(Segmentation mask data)
+-------+
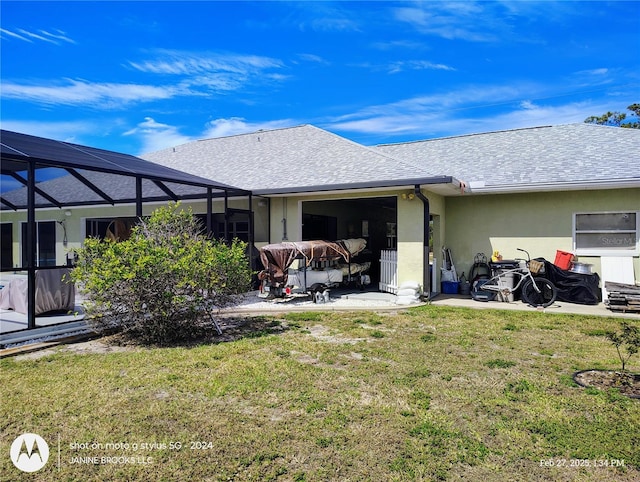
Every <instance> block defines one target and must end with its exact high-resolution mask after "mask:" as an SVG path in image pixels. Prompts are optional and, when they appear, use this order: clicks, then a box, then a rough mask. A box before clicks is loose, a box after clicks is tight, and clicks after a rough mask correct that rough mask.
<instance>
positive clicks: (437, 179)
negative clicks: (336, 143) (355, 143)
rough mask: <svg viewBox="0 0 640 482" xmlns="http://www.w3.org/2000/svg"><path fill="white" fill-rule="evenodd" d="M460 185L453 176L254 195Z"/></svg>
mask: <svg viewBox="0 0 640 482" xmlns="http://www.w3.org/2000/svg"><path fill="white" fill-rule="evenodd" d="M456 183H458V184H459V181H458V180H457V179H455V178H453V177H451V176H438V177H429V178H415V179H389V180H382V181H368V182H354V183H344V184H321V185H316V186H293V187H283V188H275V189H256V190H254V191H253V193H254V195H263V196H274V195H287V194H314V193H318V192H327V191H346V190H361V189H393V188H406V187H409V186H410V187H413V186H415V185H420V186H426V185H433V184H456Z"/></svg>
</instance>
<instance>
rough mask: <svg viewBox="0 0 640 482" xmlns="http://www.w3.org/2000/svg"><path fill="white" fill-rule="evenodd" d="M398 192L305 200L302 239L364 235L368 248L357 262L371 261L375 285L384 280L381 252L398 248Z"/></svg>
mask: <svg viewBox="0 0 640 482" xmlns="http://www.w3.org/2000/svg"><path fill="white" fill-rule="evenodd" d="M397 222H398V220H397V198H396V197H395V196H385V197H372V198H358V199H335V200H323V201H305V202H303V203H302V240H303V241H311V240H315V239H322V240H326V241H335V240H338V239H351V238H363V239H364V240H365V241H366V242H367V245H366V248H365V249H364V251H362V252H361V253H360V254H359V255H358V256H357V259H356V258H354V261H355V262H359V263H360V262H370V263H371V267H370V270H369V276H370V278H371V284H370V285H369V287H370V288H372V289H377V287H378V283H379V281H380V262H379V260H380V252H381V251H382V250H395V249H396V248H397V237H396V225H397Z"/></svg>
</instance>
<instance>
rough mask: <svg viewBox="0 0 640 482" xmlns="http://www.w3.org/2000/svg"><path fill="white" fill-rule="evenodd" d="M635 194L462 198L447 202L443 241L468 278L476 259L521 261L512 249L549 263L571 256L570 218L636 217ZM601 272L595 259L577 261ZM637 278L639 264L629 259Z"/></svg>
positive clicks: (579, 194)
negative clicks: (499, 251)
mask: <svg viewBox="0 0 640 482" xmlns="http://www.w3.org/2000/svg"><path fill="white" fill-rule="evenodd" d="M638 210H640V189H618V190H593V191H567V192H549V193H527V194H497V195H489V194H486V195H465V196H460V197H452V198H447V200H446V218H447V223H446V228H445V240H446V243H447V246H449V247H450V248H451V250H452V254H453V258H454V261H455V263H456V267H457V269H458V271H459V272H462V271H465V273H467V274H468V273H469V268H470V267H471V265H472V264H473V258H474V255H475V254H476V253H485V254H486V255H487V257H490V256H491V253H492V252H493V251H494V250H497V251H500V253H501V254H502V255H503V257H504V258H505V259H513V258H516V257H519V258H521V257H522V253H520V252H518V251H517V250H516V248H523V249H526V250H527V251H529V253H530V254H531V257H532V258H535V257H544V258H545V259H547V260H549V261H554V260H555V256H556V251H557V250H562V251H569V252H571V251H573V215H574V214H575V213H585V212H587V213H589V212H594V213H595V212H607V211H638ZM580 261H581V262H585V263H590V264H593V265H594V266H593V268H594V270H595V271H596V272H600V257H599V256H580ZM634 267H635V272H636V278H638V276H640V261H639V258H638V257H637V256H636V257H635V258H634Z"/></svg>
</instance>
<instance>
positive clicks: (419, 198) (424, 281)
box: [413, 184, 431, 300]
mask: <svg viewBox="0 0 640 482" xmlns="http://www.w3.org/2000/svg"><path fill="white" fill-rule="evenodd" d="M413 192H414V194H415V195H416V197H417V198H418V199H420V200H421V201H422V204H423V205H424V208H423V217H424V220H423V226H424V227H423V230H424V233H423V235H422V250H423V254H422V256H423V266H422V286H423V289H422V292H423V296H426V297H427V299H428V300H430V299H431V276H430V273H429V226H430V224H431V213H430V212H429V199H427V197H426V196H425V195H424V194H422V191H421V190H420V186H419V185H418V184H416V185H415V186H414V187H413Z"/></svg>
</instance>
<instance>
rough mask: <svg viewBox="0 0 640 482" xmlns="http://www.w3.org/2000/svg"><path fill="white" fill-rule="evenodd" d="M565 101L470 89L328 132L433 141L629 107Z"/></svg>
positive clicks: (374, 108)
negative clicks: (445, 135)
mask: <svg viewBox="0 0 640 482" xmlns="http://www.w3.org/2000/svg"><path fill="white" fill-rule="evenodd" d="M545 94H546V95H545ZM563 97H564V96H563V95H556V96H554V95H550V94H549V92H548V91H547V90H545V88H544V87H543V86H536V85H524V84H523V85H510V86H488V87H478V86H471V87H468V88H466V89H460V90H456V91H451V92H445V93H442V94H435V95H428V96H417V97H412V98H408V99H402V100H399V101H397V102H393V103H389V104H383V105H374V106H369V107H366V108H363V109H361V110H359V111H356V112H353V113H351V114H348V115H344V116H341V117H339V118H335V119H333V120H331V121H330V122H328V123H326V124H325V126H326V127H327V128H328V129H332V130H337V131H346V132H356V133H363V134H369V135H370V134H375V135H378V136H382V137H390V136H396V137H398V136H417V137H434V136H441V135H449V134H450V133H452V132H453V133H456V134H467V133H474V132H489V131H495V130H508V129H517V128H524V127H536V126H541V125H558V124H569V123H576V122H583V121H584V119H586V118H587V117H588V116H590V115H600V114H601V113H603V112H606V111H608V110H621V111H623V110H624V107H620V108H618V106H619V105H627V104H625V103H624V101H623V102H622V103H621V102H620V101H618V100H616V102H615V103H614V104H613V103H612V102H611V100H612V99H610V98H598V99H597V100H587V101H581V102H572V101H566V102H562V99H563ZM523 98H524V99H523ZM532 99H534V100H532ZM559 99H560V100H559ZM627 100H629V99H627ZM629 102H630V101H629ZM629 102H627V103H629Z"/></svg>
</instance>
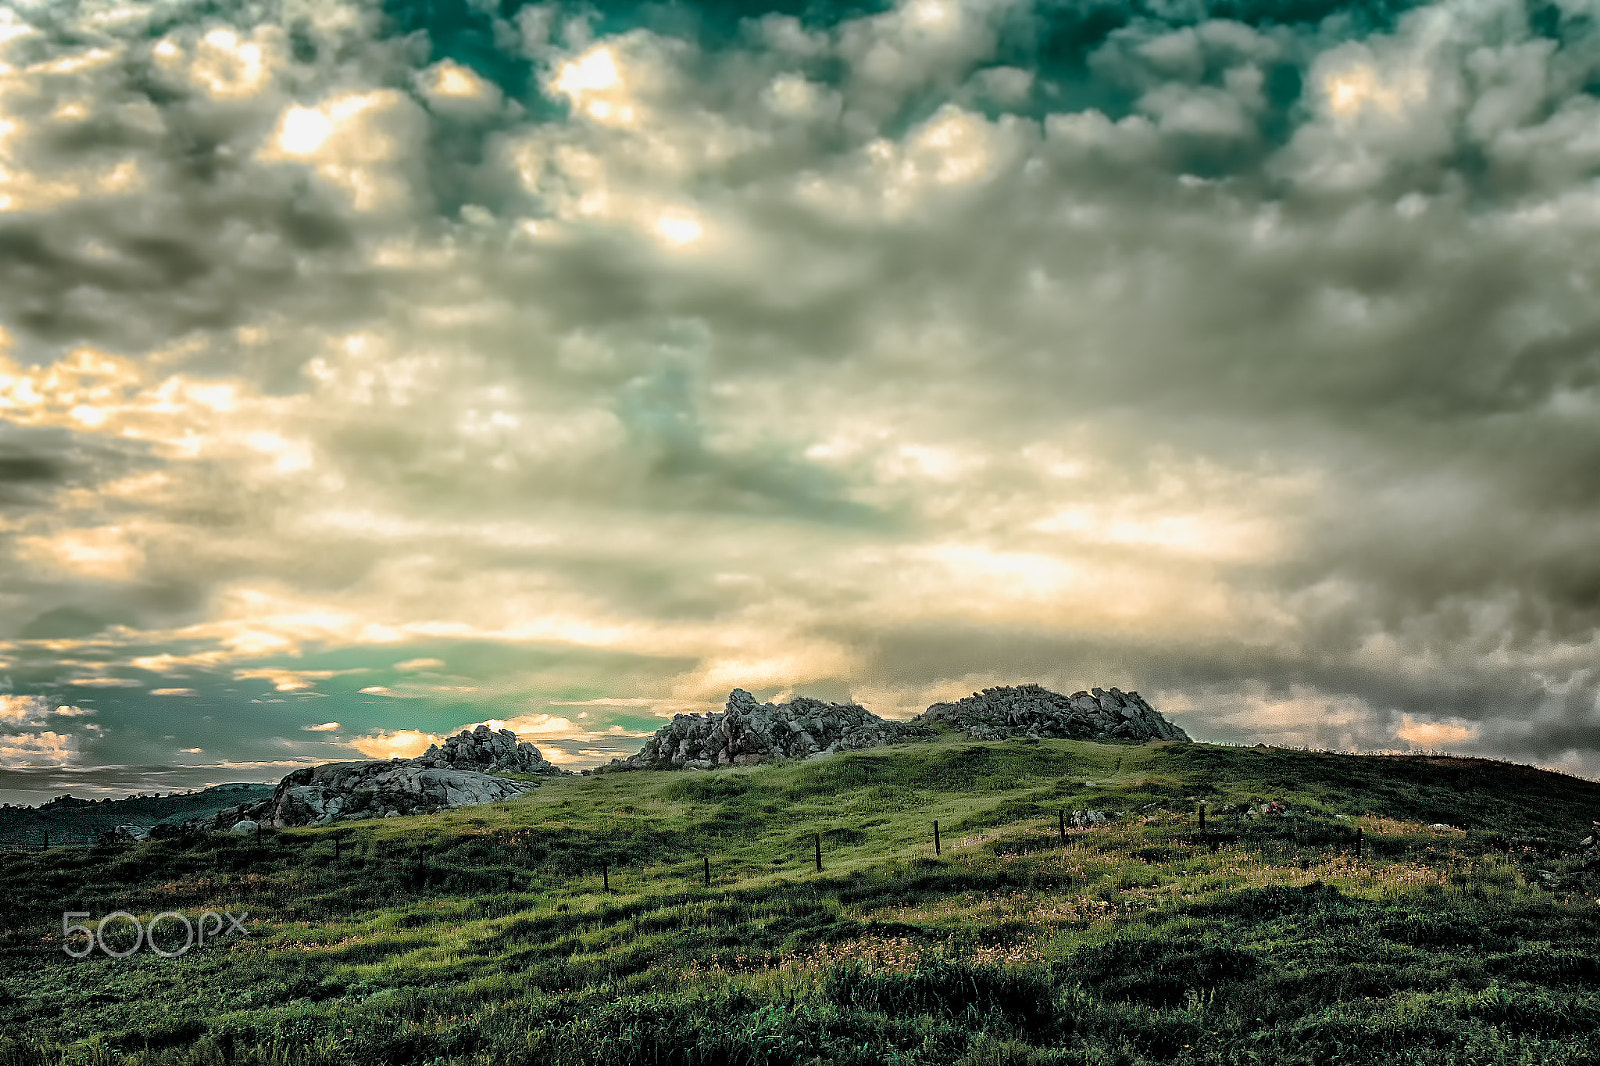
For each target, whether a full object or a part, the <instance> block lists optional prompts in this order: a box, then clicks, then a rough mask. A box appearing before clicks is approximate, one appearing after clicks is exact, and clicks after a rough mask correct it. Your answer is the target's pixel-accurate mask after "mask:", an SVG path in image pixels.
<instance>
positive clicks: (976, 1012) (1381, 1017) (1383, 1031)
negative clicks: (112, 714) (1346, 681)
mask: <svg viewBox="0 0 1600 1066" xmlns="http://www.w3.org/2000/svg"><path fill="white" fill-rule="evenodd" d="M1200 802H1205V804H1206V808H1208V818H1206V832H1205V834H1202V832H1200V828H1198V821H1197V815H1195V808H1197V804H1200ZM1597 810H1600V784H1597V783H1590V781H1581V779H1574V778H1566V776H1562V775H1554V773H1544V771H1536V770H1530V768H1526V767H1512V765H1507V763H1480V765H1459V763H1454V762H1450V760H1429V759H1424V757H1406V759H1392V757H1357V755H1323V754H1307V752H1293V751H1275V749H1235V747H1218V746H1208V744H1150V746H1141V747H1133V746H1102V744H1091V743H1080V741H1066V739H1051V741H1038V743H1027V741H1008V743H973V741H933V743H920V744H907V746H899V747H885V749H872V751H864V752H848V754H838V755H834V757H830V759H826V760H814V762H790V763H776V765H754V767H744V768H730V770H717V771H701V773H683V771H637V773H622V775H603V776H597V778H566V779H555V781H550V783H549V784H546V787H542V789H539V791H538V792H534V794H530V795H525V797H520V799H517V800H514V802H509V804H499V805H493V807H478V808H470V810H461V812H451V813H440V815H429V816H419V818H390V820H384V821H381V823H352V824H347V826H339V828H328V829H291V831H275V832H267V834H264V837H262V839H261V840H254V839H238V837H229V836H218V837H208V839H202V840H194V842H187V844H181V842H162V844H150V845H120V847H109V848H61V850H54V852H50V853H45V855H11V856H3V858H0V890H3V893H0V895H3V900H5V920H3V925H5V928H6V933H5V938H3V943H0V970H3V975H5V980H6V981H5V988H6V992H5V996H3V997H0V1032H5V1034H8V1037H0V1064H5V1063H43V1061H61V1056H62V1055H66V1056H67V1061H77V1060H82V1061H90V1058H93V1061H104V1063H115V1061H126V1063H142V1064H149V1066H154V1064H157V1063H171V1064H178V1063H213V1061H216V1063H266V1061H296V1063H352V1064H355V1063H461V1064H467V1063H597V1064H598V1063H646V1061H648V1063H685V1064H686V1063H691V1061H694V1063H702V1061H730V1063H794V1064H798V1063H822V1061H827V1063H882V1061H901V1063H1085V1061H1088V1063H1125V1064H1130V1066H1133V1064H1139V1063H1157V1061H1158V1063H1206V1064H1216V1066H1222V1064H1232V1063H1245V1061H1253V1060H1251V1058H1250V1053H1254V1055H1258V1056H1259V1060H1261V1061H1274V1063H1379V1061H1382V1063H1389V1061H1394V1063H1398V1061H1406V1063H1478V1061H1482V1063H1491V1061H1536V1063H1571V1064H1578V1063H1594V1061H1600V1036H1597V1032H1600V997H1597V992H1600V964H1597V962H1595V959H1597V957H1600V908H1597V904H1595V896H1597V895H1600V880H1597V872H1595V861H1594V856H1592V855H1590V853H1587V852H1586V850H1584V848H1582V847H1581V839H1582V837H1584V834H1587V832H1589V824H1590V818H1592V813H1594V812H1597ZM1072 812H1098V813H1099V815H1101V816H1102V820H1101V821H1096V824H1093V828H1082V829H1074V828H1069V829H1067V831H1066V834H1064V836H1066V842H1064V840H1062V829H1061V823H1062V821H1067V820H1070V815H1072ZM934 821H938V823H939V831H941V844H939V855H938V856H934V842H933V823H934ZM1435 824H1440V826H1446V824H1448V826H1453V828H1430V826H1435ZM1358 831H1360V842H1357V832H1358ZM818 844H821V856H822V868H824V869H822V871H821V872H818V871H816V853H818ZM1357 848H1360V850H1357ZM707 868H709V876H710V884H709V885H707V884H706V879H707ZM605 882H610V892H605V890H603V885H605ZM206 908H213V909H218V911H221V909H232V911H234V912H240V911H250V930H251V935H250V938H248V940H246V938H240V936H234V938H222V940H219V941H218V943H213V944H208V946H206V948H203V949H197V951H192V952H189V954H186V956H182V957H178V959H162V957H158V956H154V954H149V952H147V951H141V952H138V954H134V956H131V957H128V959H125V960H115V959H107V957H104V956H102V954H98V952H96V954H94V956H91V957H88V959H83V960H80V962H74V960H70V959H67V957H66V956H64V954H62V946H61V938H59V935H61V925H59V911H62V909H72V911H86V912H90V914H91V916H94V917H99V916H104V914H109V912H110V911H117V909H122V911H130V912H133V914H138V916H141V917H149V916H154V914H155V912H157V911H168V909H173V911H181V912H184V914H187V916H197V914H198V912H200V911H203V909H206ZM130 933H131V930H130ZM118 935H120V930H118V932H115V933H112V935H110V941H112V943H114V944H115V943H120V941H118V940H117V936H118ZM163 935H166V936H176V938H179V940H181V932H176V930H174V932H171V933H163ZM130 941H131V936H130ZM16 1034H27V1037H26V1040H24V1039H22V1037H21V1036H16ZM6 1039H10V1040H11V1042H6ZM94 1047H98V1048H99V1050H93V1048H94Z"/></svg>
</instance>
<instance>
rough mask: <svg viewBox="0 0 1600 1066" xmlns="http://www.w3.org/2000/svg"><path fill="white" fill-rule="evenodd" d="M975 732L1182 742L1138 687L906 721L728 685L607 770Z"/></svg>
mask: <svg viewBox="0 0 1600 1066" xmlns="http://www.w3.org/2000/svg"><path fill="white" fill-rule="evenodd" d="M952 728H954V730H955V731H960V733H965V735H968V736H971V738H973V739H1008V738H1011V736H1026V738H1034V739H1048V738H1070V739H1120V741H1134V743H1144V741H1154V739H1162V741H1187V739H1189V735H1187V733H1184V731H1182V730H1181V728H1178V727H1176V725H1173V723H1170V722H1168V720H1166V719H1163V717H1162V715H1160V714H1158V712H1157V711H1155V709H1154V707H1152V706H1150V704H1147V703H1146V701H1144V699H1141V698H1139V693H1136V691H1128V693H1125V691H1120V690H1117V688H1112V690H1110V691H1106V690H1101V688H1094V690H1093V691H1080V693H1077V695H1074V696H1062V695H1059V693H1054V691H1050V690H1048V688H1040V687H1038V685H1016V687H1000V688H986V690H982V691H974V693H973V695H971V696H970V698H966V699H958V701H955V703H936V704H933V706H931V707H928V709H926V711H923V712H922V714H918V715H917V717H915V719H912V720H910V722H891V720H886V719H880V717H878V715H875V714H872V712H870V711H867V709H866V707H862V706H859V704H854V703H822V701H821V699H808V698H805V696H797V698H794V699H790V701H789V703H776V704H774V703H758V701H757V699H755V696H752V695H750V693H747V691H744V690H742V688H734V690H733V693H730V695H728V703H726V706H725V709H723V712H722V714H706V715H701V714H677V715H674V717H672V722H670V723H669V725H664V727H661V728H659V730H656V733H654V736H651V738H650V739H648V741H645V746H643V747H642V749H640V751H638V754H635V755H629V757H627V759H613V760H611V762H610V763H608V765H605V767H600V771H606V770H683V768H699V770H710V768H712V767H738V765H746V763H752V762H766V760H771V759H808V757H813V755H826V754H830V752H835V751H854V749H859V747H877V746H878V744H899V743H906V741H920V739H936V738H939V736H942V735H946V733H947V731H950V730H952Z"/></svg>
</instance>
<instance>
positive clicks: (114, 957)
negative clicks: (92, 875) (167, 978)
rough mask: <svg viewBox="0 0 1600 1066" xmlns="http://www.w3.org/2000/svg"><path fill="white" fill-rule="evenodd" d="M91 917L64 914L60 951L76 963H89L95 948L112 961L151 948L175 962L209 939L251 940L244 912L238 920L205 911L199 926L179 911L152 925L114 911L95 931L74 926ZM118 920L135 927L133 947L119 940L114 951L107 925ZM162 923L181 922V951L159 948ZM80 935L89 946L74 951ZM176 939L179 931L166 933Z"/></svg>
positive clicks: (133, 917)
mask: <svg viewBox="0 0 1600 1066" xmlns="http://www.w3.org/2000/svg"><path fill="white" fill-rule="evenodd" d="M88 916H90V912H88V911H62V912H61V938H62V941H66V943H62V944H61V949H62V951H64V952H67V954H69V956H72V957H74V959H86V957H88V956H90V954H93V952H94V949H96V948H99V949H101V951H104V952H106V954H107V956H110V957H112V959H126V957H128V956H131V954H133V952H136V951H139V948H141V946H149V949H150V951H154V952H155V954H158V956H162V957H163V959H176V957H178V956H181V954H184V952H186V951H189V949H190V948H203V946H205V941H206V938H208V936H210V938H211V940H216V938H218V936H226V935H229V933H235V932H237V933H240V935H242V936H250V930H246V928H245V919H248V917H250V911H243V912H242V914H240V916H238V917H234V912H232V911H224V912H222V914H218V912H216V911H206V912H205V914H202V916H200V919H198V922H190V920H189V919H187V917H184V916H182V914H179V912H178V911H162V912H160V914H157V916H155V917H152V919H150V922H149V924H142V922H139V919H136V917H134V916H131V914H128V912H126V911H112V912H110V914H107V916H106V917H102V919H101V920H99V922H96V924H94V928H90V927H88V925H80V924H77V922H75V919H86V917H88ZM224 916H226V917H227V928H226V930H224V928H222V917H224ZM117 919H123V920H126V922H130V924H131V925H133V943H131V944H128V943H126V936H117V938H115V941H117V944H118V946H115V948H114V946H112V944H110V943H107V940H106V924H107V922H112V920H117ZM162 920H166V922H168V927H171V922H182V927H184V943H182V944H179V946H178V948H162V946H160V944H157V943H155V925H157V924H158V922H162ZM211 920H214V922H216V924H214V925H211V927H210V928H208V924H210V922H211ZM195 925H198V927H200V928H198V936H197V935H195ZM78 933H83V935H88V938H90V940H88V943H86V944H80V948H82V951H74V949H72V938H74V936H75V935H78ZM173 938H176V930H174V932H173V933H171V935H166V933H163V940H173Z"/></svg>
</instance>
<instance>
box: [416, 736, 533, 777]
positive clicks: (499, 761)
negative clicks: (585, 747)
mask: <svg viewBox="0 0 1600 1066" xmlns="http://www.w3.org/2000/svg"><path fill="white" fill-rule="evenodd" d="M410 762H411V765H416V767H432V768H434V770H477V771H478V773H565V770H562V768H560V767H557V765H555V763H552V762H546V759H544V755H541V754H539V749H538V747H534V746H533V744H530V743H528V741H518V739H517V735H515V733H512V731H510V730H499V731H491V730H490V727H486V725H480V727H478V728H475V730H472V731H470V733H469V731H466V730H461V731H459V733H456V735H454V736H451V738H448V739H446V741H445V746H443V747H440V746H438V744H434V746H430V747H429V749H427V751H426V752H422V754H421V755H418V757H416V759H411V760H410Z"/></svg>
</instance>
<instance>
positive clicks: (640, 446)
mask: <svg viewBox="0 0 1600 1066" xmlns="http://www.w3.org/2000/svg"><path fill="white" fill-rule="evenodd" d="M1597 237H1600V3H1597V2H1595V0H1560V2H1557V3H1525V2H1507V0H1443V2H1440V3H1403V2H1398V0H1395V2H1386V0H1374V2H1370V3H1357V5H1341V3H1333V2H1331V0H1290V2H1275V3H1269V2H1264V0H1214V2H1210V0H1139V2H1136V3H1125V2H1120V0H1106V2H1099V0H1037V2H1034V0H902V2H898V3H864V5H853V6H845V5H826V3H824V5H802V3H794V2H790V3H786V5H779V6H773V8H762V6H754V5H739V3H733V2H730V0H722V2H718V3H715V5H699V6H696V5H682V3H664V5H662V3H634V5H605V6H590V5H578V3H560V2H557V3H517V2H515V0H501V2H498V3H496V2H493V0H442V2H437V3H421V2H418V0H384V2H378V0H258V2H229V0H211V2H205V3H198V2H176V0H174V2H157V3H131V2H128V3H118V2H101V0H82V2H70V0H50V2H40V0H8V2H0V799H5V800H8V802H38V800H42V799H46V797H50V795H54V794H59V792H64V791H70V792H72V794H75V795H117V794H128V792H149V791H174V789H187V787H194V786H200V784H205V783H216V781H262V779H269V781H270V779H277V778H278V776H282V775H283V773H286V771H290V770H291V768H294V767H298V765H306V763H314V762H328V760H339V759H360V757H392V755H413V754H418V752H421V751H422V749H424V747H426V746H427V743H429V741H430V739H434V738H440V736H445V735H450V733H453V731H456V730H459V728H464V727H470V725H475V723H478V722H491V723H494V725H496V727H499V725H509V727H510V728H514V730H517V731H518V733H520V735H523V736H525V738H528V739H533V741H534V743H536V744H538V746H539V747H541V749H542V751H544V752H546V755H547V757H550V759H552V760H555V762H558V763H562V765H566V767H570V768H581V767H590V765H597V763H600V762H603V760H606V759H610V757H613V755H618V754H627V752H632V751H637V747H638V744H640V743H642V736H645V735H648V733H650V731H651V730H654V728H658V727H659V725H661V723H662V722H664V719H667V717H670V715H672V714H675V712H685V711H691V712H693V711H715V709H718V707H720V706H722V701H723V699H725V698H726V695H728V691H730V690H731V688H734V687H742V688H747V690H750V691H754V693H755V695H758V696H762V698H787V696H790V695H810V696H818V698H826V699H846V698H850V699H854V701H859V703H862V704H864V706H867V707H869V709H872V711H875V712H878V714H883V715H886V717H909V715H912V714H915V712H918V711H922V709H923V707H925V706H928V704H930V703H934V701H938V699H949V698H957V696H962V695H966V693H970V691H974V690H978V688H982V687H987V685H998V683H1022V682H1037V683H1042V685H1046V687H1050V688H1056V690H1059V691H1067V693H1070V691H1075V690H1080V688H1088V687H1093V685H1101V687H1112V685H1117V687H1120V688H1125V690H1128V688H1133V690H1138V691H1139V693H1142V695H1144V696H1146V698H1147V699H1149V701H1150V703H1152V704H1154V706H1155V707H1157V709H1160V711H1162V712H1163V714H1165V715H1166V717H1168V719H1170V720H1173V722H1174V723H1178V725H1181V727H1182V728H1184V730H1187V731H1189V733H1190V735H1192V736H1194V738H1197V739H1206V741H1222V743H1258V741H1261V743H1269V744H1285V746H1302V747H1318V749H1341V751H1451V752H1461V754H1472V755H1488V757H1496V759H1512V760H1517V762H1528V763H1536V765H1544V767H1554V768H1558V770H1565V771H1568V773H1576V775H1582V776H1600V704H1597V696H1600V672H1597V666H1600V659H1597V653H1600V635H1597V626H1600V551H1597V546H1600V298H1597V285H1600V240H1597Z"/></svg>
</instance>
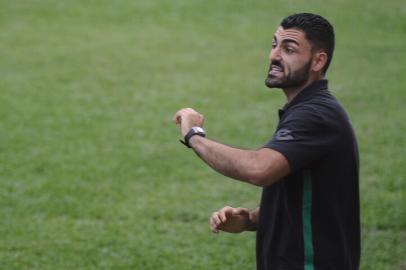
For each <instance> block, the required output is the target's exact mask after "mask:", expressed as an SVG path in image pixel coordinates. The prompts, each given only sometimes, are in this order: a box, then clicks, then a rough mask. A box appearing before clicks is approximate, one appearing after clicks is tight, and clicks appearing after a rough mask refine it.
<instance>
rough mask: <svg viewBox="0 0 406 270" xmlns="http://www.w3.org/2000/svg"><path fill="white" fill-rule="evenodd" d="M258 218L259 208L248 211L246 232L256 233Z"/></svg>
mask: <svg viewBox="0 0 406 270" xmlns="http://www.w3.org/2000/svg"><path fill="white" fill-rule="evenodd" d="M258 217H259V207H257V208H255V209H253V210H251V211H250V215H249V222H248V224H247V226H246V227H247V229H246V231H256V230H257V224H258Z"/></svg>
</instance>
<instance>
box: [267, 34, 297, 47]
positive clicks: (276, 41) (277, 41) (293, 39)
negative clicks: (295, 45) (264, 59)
+-------+
## Work to be completed:
Copy all lines from the data above that contain the word "approximate".

## Solution to the exercise:
For each target, whether a full object or a part, the <instance> block lists optional prompts in this order: a box, then clicks, then a rough mask. A box appearing before clicks is approximate, one appearing after clicks is exact, and clicks after a rough mask correct it. Your answer is the target's pixel-accurate mask after "mask:", an SVG path in image pixels.
For each <instance> block, the required output is the target's exact mask after "mask:", expressed as an SVG path in image pixel coordinates. The prompts, each given only sometimes, are in this order: a box, then clicks, then a rough mask. A box appearing before clicks is approximate, one appearing after clicks is tight, and clicks appearing after a rough mask refine it.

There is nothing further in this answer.